Work to be completed
Once you have read the records below, restate them word for word.

Data records
--- START ---
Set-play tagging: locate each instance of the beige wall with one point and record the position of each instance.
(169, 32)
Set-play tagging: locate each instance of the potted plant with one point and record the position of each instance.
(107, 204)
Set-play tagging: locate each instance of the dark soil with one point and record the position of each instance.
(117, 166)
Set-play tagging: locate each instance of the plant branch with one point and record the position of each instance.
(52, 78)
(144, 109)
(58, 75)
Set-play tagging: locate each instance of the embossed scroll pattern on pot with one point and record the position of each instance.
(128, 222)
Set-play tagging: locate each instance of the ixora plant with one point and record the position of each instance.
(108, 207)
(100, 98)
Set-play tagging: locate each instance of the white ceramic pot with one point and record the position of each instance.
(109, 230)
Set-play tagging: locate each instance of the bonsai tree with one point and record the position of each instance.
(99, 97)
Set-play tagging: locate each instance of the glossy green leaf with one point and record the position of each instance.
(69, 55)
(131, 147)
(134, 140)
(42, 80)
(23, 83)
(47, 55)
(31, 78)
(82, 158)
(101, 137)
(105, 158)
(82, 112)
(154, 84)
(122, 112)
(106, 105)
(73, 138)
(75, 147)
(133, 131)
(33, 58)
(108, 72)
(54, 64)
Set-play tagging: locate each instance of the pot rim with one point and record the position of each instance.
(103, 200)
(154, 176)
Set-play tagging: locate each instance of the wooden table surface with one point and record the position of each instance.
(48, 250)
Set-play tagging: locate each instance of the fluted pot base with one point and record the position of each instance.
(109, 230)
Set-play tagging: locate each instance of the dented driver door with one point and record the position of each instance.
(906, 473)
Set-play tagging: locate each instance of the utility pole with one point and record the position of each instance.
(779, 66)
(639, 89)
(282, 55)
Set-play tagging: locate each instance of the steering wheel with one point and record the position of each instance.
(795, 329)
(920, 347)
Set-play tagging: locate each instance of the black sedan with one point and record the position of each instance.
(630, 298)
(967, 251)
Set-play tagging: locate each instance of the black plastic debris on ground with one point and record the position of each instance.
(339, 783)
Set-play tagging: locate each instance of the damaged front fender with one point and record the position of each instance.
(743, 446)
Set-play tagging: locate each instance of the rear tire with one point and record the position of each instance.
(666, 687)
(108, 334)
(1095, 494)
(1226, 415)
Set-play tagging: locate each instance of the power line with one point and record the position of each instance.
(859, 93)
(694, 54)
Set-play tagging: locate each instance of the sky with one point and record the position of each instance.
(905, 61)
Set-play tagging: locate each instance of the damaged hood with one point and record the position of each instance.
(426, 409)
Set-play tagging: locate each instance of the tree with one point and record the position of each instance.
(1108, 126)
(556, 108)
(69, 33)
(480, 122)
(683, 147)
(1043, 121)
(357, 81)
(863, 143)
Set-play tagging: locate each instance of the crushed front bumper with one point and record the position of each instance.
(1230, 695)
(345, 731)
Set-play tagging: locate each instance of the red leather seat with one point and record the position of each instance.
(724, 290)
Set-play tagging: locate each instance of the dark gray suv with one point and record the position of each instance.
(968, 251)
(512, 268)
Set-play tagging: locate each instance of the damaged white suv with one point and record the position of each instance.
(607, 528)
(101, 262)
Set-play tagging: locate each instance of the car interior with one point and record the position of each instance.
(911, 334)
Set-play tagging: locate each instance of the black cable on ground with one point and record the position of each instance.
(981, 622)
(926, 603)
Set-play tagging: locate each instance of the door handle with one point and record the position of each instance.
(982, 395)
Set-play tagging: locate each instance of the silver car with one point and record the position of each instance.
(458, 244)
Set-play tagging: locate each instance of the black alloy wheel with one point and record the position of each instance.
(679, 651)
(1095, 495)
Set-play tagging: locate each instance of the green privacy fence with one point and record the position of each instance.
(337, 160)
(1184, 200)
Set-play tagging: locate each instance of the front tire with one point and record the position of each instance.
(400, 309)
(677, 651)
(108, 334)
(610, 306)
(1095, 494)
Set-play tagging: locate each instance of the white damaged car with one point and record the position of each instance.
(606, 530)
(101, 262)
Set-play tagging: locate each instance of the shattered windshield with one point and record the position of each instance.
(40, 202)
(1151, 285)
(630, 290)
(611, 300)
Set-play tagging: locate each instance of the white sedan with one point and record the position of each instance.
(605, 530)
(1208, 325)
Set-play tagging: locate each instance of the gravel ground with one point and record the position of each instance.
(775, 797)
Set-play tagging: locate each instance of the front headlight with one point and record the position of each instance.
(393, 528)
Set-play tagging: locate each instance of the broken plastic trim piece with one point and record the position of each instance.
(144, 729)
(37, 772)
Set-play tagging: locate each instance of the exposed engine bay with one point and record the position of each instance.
--- END ---
Task output
Set-play tagging: locate each instance of the beige wall with one point and record the position of each instance.
(169, 32)
Set-play tagging: locate each instance of the potted plant with one point and record the position of each instance.
(107, 204)
Set-play tagging: locate each instance of the dark soil with one point and record the position of each instance.
(117, 166)
Set-play tagging: locate each instance of the plant branch with one point and record the position of each instance.
(52, 78)
(144, 109)
(58, 75)
Set-play tagging: locate each instance of the embossed scroll pattern on pot with one point and record the position of each instance.
(128, 222)
Set-play tagging: locate each instance of the ixora plant with one point and record the position of each instance.
(108, 207)
(100, 98)
Set-play tagging: locate each instance of the white ceramic pot with one point and record the position of each instance.
(109, 230)
Set-play tagging: locate each instance of the bonsai tree with one point and record the position of each instance.
(99, 97)
Set-play tagging: locate each instance of the glossy green leaf with one point and record the position of each instance.
(69, 55)
(131, 147)
(134, 140)
(42, 80)
(23, 83)
(47, 55)
(31, 78)
(82, 158)
(101, 137)
(105, 158)
(82, 112)
(154, 84)
(122, 112)
(106, 105)
(73, 138)
(75, 147)
(133, 131)
(33, 58)
(108, 72)
(54, 64)
Set-play tagging: locate each instance of the pot rim with one point and record the position of each instance.
(103, 200)
(154, 176)
Set-play tagging: locate each instance of the wooden table surface with one point and record the position of each instance.
(48, 250)
Set-play tagging: locate each instance of the fluted pot base with one point and record the position of each instance.
(109, 230)
Set-play tagging: locate each instance of the dented driver door with one point and record the position of each instance.
(906, 473)
Set-play tagging: locate each instance of the utility pole with one point and record the position of each instance.
(779, 66)
(639, 89)
(282, 55)
Set-play tagging: locate each instance of the steering wheel with one point and record the position of each instance.
(795, 329)
(920, 347)
Set-play tagging: locate each instance of the black sedan with one point and record the position of each instance.
(630, 298)
(967, 251)
Set-play tagging: locate each instance of the black plastic debris on ground with one point and record the position of each instance.
(339, 783)
Set-play tagging: locate each instance of the damaged front fender with one point and record the position of each instance.
(743, 446)
Set-play tagging: locate each instance of the rear tire with one point and record the position of each instance.
(666, 687)
(108, 334)
(1095, 494)
(1226, 415)
Set-play tagging: locate each instance of the power line with one point and record the position of each instance.
(859, 93)
(694, 54)
Set-play tagging: locate each instance of the sky with one point and record the position of each instance.
(905, 61)
Set-play tagging: locate each instance of the damaged hood with one point and record the position of each instance.
(426, 409)
Set-play tagging: locate each instance of the tree with one point and record the position of each instance.
(1108, 126)
(556, 108)
(69, 33)
(480, 122)
(683, 147)
(1043, 121)
(357, 81)
(863, 143)
Set-play tagging: locate each instance of the crushed front bumper with one point and record the position of each instance.
(1230, 695)
(345, 731)
Set-play tagging: locate each instance of the red leather seat with one point and record the position of each instance.
(724, 290)
Set-play tagging: locate each instance of the dark gray suv with one point and record the position of each instance.
(968, 251)
(512, 268)
Set-play tagging: locate each instance of the damaged white suv with one point and record the position of each instance.
(607, 528)
(101, 262)
Set-play tagging: locate each instance of the car interior with one point and record the position of each instance.
(911, 334)
Set-play tagging: locate each instance of the black cable on ground with one point and record the position of each instance.
(981, 622)
(926, 603)
Set-play tagging: locate each instance of the door handle with one point and record the position of each instance.
(982, 395)
Set-play tagging: locate each instance of the silver car with one point and record the position of each instance.
(458, 244)
Set-play tagging: locate each instance of the black alloy wheel with one point and record the position of each instance.
(679, 651)
(1095, 495)
Set-play tagging: locate each instance of the green privacy fence with one point and record the position of each instance.
(337, 160)
(1184, 200)
Set-play tagging: locate each instance of the front tire with one point and record the position of each instance.
(400, 309)
(677, 651)
(108, 334)
(610, 306)
(1095, 494)
Set-play tagging: locate each instance of the white damaged car with one point and record the position of each instance.
(606, 530)
(101, 262)
Set-play tagging: locate each instance of the shattered windshield with one point and record the position of each instance.
(40, 202)
(1151, 285)
(630, 290)
(611, 300)
Set-play tagging: locate each instance of the white sedan with one point and record the position of each instance.
(605, 530)
(1208, 325)
Set-play tagging: locate each instance of the gravel ground with one point and record the position of each instance.
(775, 797)
Set-play tagging: locate each instance of the front headlight with one point and record the position of each instance.
(393, 528)
Set-play tagging: locate each instance of the broken plastic trim piece with one point and record the position of each instance.
(144, 729)
(37, 772)
Set-play tagging: locate each instance of the exposed engine bay with one point and record the position of each instance.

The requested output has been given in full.